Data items
============
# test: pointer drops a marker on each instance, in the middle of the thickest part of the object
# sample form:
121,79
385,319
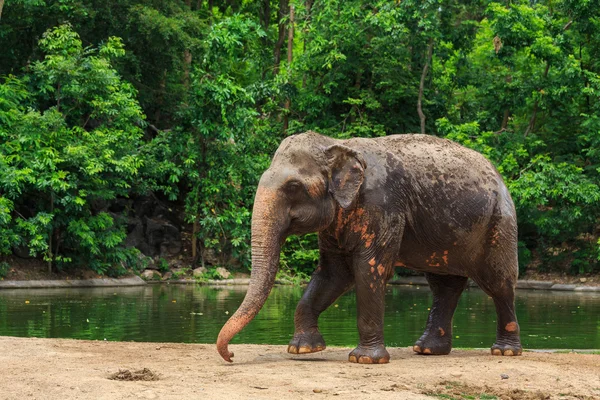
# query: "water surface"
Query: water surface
195,314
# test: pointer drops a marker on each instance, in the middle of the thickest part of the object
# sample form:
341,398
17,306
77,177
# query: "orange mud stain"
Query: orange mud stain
445,257
495,236
432,261
368,238
316,189
511,327
344,179
437,261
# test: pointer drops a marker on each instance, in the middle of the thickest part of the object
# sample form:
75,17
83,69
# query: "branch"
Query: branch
422,85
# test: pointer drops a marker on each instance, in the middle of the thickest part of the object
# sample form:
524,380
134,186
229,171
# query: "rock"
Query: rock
152,227
223,273
151,275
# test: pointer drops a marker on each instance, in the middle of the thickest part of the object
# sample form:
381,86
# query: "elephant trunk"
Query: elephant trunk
266,245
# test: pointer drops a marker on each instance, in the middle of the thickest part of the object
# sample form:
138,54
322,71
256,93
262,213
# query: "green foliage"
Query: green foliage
517,81
4,268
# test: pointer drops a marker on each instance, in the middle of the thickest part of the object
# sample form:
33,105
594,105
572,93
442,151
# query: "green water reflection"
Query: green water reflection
195,314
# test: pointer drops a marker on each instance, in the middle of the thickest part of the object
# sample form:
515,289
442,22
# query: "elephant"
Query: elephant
408,200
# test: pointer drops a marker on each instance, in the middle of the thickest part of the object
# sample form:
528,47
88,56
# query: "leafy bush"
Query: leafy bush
70,136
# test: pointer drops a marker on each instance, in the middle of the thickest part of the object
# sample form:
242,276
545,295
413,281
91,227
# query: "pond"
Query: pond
195,314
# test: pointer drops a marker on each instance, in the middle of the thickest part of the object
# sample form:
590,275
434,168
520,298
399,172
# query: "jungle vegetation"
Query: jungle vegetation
189,99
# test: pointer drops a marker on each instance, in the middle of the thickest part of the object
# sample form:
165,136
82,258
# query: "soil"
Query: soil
72,369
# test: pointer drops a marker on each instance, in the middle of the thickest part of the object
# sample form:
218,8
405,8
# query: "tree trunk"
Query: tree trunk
281,14
531,125
308,6
266,15
195,239
50,255
187,63
288,101
505,119
422,85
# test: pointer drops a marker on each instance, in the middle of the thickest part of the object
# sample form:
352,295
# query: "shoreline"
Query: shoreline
135,280
81,369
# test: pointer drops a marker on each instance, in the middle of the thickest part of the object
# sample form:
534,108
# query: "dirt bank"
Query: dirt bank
73,369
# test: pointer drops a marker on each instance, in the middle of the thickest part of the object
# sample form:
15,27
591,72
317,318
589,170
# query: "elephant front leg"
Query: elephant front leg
370,298
330,281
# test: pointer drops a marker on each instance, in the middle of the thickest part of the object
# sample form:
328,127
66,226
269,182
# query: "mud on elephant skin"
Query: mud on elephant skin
415,201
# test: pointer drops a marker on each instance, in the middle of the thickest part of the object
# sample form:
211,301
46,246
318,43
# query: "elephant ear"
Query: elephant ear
346,173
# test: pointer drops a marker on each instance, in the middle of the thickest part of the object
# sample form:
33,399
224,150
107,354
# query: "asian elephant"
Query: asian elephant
415,201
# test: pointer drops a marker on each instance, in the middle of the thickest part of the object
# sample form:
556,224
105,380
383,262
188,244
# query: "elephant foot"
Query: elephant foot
507,349
306,342
429,344
369,355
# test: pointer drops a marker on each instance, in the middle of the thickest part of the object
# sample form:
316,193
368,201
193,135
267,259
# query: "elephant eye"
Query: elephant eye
293,187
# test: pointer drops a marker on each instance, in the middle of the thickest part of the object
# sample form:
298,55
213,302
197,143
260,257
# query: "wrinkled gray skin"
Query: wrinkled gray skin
415,201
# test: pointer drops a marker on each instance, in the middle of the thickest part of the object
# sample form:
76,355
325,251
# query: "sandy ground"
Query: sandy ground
74,369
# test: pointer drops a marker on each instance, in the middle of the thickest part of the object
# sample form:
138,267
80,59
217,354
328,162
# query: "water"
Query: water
195,314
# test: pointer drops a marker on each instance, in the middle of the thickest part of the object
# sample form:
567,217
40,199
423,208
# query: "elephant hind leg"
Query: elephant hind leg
437,338
331,279
498,280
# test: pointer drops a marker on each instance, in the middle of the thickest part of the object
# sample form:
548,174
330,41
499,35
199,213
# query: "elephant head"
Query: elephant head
309,179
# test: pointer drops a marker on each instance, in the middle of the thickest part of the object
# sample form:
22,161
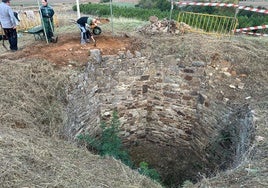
============
■ Your assignment: A verbatim copy of every record is to be produced, and pictures are to be excluded from it.

■ Answer box:
# test: pointer drops a marker on each instance, in the middle of the thickest part of the object
# sample form:
121,79
385,319
# query: "water surface"
Query: water surface
195,314
# test: pointer drops a marker on each instance, in the middle of the thickest part of the object
# sample form:
341,398
17,306
77,177
# query: "orange mud stain"
Query: orange mud stain
445,257
495,236
432,261
368,238
316,189
511,327
344,179
437,261
# test: pointer drops a marker on each instance, in the middle of the thickest part of the object
# sample form:
75,17
83,69
# query: "branch"
Query: branch
422,85
# test: pointer drops a marker on each instance, in the middle of the thickest part of the object
# sample form:
524,380
134,186
229,171
# query: "rock"
Query: rock
152,227
223,273
151,275
# test: pointer drops a marker on each instance, in the middle of the thickest part of the object
# sample form:
381,86
# query: "elephant trunk"
Query: elephant trunk
266,245
# test: pointer drops a marker on each instance, in the middle of the thickest part of the object
# sample form:
138,54
322,71
256,93
262,213
# query: "green foliage"
Query: green foliage
517,81
4,268
# test: pointer drops a marker on each instance, in the middle of the thickest part of the object
# sample form:
33,105
594,105
572,93
442,151
# query: "green water reflection"
Query: green water reflection
195,314
# test: pointer drops a marker on each instance, in the middle of the thickest part of the object
# sample form:
515,289
442,22
# query: "elephant"
Query: elephant
408,200
# test: pointer drops a marker on each instance, in the middle of the thickest part of the object
# sample form:
528,47
88,56
# query: "leafy bush"
Query: leafy bush
70,136
# test: pointer drops a marker on each instance, in the middle of the thickest part of the object
# sample form:
242,276
545,295
413,281
91,227
# query: "pond"
Query: pond
195,314
# test: pointer drops a marker on each instance, in the middle of the thickest part of the object
# sample form:
590,275
434,168
520,298
399,172
# query: "jungle vegetation"
Query: jungle vegetation
189,99
# test: pointer drops a marker on each instance, in the middle of the thickest part of the object
# sample form:
165,136
82,258
# query: "soil"
Query: soil
72,369
# test: pointer drops a marker on each instance, in the middle of the thickest part of the object
# sample form:
218,8
405,8
# query: "tree trunk"
Query: tree trunk
281,14
531,125
308,6
266,15
195,239
50,255
187,63
288,101
505,119
422,85
# test: pointer drops a marker on each instance, in the middle of the thickest part of the object
# sample form:
352,295
# query: "shoreline"
Query: shoreline
135,280
81,369
# test: pointer drops a marker on each instance, in the middle of the thickest part of the object
# sample form:
534,108
# query: "dirt bank"
Query: dirt bank
73,369
# test: pointer drops a marker on each instance, in the middle of the thickest part of the object
# sample form:
15,27
591,72
317,318
589,170
# query: "elephant front leg"
Query: elephant front leg
370,298
330,281
# test: pointer drops a marker on each instance, in the middle of the thickest part of the object
# sample form:
328,127
66,226
269,182
# query: "mud on elephant skin"
Query: mud on elephant skin
415,201
# test: pointer drops a marker on each instance, in the middle of the thickest part of the object
# sample form:
211,301
46,246
318,43
# query: "elephant ear"
Query: elephant ear
346,173
# test: pointer drops a marker on each instance, in the middle of the thickest part of the object
# sample form:
33,399
224,150
107,354
# query: "asian elephant"
Query: asian elephant
415,201
# test: pointer drops a marker on each instance, in the middle of the thickest part of the object
# sample form:
556,224
105,380
383,262
188,244
# query: "elephant foot"
Query: elephant foot
507,349
306,342
429,344
369,355
# test: pointer drops a marker on each instance, in the middle of the thickest part of the object
# sample form:
316,193
368,201
193,135
267,259
# query: "elephant eye"
Query: elephant eye
293,187
# test: pointer drops a marker on each instance, in the middle of the thickest part of the object
# sample form:
298,55
213,302
197,143
260,257
# query: "wrinkled gray skin"
Query: wrinkled gray skin
415,201
# test: pointer drops a marker on each instance, in the middle of the thickest part of the object
# sample form:
76,355
325,251
# query: "sandy ground"
Query: sandy ground
74,369
# test: pointer drops a marker on each instance, in the middle of the thickest part of the object
# sample form:
138,267
80,59
217,354
328,162
# query: "water"
Query: water
195,314
# test: pointer drops a marker on each instance, in the middle of the thickest part of the object
# sample form:
567,217
40,199
423,208
# query: "elephant hind leg"
Query: elephant hind leg
437,338
331,279
498,280
# test: pointer drops a marker on each instance, in the middle of the thickest part of the object
# sample form:
548,174
330,41
499,35
199,213
# query: "elephant head"
Query: elephant head
309,179
# test: pointer drops a marker on each instance, in the middle of the thickest part of the object
# sample form:
22,161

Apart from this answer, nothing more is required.